(SOURCE DATA Opens)
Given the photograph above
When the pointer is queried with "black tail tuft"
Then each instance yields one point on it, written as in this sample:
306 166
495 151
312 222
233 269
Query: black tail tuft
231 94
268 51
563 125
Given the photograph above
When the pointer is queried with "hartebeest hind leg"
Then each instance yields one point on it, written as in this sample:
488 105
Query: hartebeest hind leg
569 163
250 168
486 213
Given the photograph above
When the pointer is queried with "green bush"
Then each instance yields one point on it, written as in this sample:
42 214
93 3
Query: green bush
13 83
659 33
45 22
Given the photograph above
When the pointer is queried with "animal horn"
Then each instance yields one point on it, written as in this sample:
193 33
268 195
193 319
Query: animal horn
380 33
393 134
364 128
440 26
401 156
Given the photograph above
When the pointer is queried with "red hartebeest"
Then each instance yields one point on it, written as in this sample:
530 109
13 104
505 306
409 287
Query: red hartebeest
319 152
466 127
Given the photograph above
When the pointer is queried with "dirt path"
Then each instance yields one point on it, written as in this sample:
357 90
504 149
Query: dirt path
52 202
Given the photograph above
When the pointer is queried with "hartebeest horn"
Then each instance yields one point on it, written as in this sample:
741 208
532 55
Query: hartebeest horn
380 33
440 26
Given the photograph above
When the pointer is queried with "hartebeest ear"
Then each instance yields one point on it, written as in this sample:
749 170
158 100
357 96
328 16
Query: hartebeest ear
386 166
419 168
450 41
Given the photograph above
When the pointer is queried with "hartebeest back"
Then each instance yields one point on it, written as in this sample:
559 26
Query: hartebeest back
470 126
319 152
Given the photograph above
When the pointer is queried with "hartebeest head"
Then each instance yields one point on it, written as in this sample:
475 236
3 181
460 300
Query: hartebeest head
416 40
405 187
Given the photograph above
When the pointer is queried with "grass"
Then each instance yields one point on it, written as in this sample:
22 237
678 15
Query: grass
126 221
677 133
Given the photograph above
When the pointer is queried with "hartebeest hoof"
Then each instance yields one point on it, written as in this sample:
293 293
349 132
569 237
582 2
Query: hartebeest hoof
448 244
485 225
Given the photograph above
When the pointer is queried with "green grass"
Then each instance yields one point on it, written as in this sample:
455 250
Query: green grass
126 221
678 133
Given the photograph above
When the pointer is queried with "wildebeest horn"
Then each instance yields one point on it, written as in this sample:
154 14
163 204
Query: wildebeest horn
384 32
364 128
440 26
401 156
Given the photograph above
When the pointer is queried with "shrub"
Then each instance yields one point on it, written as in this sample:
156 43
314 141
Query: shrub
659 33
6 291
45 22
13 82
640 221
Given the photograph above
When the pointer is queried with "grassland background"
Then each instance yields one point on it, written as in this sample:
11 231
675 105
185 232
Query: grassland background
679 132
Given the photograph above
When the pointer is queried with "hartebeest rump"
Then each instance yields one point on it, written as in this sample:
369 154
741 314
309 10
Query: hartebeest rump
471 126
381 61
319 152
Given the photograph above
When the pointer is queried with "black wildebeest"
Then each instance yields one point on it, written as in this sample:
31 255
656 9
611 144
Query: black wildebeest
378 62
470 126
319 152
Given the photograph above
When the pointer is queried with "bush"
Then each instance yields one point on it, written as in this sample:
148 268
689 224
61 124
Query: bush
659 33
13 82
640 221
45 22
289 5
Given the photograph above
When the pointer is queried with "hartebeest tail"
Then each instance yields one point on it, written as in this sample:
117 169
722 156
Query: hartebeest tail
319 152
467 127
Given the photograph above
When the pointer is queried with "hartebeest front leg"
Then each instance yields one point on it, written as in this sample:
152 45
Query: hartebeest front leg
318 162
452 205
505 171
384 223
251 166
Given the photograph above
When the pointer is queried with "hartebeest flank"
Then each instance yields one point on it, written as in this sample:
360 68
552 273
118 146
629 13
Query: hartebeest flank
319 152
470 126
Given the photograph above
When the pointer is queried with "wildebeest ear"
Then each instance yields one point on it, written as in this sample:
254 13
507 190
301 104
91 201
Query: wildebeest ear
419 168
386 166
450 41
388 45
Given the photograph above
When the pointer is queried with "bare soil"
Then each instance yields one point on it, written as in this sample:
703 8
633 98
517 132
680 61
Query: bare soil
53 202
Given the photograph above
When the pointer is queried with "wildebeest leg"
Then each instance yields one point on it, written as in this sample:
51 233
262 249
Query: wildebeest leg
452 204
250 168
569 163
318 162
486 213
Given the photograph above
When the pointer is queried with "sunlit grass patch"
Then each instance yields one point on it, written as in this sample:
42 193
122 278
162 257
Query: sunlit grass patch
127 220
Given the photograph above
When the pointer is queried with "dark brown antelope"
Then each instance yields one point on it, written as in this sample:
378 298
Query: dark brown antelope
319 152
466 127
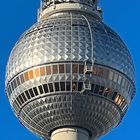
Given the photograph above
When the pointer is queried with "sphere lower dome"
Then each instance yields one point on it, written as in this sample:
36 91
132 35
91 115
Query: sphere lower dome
45 75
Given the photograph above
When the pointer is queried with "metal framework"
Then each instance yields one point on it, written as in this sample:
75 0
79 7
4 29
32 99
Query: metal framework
70 70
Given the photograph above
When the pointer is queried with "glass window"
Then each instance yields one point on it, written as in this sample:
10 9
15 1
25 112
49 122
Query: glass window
27 94
68 86
118 99
45 86
23 96
15 84
56 86
92 87
100 72
74 68
105 73
110 75
12 84
97 87
20 98
61 68
114 96
95 70
48 70
81 69
18 81
123 82
42 71
55 69
107 92
22 78
40 89
51 87
101 91
31 92
26 76
80 86
119 80
35 91
37 74
115 79
31 74
68 68
62 85
74 86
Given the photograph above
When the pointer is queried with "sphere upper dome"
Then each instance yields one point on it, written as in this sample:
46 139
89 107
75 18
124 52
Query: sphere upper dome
53 62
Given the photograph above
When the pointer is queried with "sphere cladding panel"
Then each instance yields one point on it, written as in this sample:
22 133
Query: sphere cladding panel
68 38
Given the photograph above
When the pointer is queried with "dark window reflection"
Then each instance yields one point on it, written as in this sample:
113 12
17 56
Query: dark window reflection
41 89
80 86
27 94
74 68
68 68
51 87
56 86
35 91
31 92
55 69
46 88
62 85
42 71
68 86
81 68
61 68
74 86
48 70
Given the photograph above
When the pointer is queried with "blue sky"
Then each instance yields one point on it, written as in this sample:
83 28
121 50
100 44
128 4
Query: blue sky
17 16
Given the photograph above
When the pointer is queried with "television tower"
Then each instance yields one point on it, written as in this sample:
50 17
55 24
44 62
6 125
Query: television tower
70 76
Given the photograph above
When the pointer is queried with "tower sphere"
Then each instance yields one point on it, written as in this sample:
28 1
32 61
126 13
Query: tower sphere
70 70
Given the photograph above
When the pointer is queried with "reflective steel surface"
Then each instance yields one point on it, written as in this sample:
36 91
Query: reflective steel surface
45 74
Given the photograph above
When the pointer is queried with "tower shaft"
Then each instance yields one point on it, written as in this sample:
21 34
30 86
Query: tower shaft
70 134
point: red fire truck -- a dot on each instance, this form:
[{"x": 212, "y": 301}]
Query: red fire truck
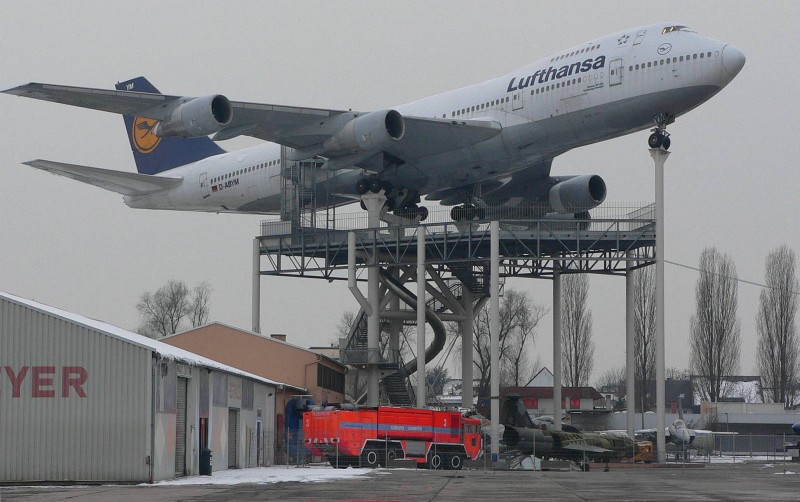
[{"x": 370, "y": 436}]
(SOURCE DATA Closes)
WHAT YOU HAVE TO DO: The output is the data above, repeated exactly, with pictures omitted.

PROBLEM SOLUTION:
Given the photograph above
When the pointer is queried with "black tail tuft"
Then each instance yields one point on it, written as in this sample:
306 166
495 151
312 222
233 269
Query: black tail tuft
231 94
268 51
563 125
Given the photograph above
When the pointer is queried with "hartebeest hind leg"
Then each instance yields one point on it, written as in this sample:
488 105
Query: hartebeest hind leg
569 163
250 168
486 213
Given the photograph above
When the pointer is queried with "green bush"
Then each instance yields one point on it, written as in this sample:
42 214
93 3
Query: green bush
13 83
659 33
45 22
Given the photograph above
When the pointer is queried with "animal horn"
Then each instance yields one point on it, written as in this sample:
193 33
268 195
193 319
Query: animal horn
380 33
393 134
364 128
440 26
401 156
Given the photograph above
When the pointer is queried with "red hartebeest"
Then each instance yields one point on it, written as in this sample:
530 109
13 104
505 306
409 287
Query: red hartebeest
319 152
466 127
Given the photograph above
When the pointer is queried with "dirt path"
Then each instance yields one point on it, written as in this sample:
357 90
504 149
Query: dirt path
52 202
Given the photograph above
When the pointer is queried with "hartebeest horn"
Then each instance yields one point on it, written as in this sample:
741 208
532 55
Query: hartebeest horn
380 33
440 26
Given the photograph above
When the pointer is queried with "hartebeest ear"
Then each instance yields one point on it, written as in this sample:
749 170
158 100
357 96
328 16
Query: hartebeest ear
386 166
419 168
450 41
Given the photograph above
When the pointer is queried with "hartebeest back"
Then each instance yields one point on it, written as in this sample:
559 26
Query: hartebeest back
470 126
319 152
Given the photograph above
When the pointer is queried with "hartebeest head"
Then each instance yields one point on it, written as in this sample:
475 236
3 181
460 300
Query: hartebeest head
416 40
405 187
Given the photograph above
When the pointer is queried with "grass"
Then each instance yields one point on it, written as in this sample:
22 237
678 15
Query: grass
126 221
677 133
Given the photograph above
When the pointer is queried with "hartebeest hoof"
Then each instance yields one point on it, written as in this sample:
293 293
349 132
569 237
582 2
Query: hartebeest hoof
448 244
485 225
Given the photograph above
When the pointer is queried with "green grass"
Then each instance yields one point on it, written as in this sample:
455 250
Query: green grass
126 221
678 133
Given the photograph above
When the pointer is queried with "wildebeest horn"
Then each instance yields one point on it, written as in this sample:
154 14
163 204
Query: wildebeest horn
384 32
364 128
440 26
401 156
Given the photograph above
When the pointer is queried with "shrub"
Then each instance yields one point on it, written as in this sample:
156 43
314 141
Query: shrub
659 33
6 291
45 22
13 82
640 221
Given the photograph above
When the pointer is queried with "grassland background"
Then each instance yields one point on it, written as in this sample:
11 231
675 105
185 232
Query: grassland background
679 132
Given the photograph above
When the pointer is queried with "hartebeest rump"
Then each instance yields one point on it, written as in this sample:
369 154
741 314
309 10
Query: hartebeest rump
471 126
381 61
319 152
Given the photograph above
When the pointer is queried with "black wildebeest"
Then each instance yields one point on it, written as in this sample:
31 255
656 9
611 144
Query: black wildebeest
378 62
470 126
319 152
Given the photograph above
When the pointer is queried with "bush"
Then each instance yields one point on it, written as in this sample:
148 268
689 224
61 124
Query: bush
659 33
13 82
640 221
45 22
289 5
Given the photograph above
When the pointer is queried with "hartebeest tail"
Then each instance yields one point on it, written as in this sample:
117 169
722 156
Query: hartebeest tail
319 152
467 127
Given the photograph above
When the pointer is queried with "hartebeest front leg"
Then each instance yields one point on it, written as in this sample:
152 45
Query: hartebeest front leg
318 162
452 205
505 171
384 223
251 166
Given the photograph above
When the pointer is queried with "hartebeest flank"
Then each instance yields one point on it, written as in this sample:
360 68
552 273
118 146
629 13
Query: hartebeest flank
319 152
470 126
Given the photograph above
When the pointer is queried with "wildebeest ear"
Then each instance yields one point on it, written as in this sample:
254 13
507 190
301 104
91 201
Query: wildebeest ear
419 168
386 166
450 41
388 45
Given the photograph above
When the pointer is queried with "bare soil"
Then each instance yields one point on it, written as in this sample:
703 8
633 98
517 132
680 61
Query: bare soil
53 202
Given the photograph above
When the pointer is queried with "wildebeest leg"
Then each instance yields one point on it, written as in this sample:
51 233
262 249
Query: wildebeest leg
452 204
250 168
569 163
318 162
486 213
Given the photograph above
When the pointer is queried with "sunlit grass patch"
Then each instance yields one point on it, written as in this sample:
42 193
122 278
162 257
Query: sunlit grass patch
127 220
Given the photograph above
When the pointer is queried with "dark brown antelope"
Then each instance yields one point on it, written as in this sample:
378 298
Query: dark brown antelope
319 152
466 127
Given the photograph above
When the pointer is queried with "sphere lower dome"
Then each instance yields one point on it, written as in this sample:
36 91
132 35
91 115
Query: sphere lower dome
45 75
Given the photograph above
When the pointer is queried with "metal framework"
Then each instance yields one point on it, written as in this sample:
75 0
79 7
4 29
32 99
Query: metal framework
70 70
Given the photograph above
When the pointer is queried with "glass window"
Then each instance yields one point on it, written as in this sample:
10 9
15 1
25 112
49 122
Query: glass window
27 94
68 86
118 99
45 86
23 96
15 84
56 86
92 87
100 72
74 68
105 73
110 75
12 84
97 87
20 98
61 68
114 96
95 70
48 70
81 69
18 81
123 82
42 71
55 69
107 92
22 78
40 89
51 87
101 91
31 92
26 76
80 86
119 80
35 91
37 74
115 79
31 74
68 68
62 85
74 86
Given the photograph above
When the pointer is queried with "sphere upper dome"
Then each instance yields one point on it, written as in this sample:
46 139
89 107
75 18
124 52
Query: sphere upper dome
53 62
Given the photograph above
When the pointer is queried with "sphere cladding panel"
Then each instance yields one point on it, written as in this sample:
22 133
Query: sphere cladding panel
68 38
Given the photograph above
When the pointer is queried with "dark window reflection"
Then each instance yields one point on it, written as in this sample:
113 12
17 56
Query: dark window reflection
41 89
80 86
27 94
74 68
68 68
51 87
56 86
35 91
31 92
55 69
46 88
62 85
42 71
68 86
81 68
61 68
74 86
48 70
Given the photograph above
When the pointer is queried with "blue sky"
Then each instance yields one point on it, written as in this sample:
83 28
121 50
100 44
128 4
Query: blue sky
17 16
Given the photograph above
When the pointer is queried with "television tower"
Then each instance yields one point on it, written as in this sample:
50 17
55 24
44 62
6 125
Query: television tower
70 76
Given the photograph above
When the pointer is queried with "tower sphere"
Then each instance yields one point on it, written as in this sample:
28 1
32 61
126 13
Query: tower sphere
70 70
Given the photograph above
When the pointer is queried with "reflective steel surface"
Then each instance yields one point on it, written as in this sample:
36 91
Query: reflective steel surface
45 74
Given the photograph above
When the pointer is queried with "tower shaft"
Then each instance yields one point on it, written as in this sample:
21 34
30 86
Query: tower shaft
70 134
point: red fire truck -- a dot on each instance, this form:
[{"x": 212, "y": 301}]
Query: red fire truck
[{"x": 370, "y": 436}]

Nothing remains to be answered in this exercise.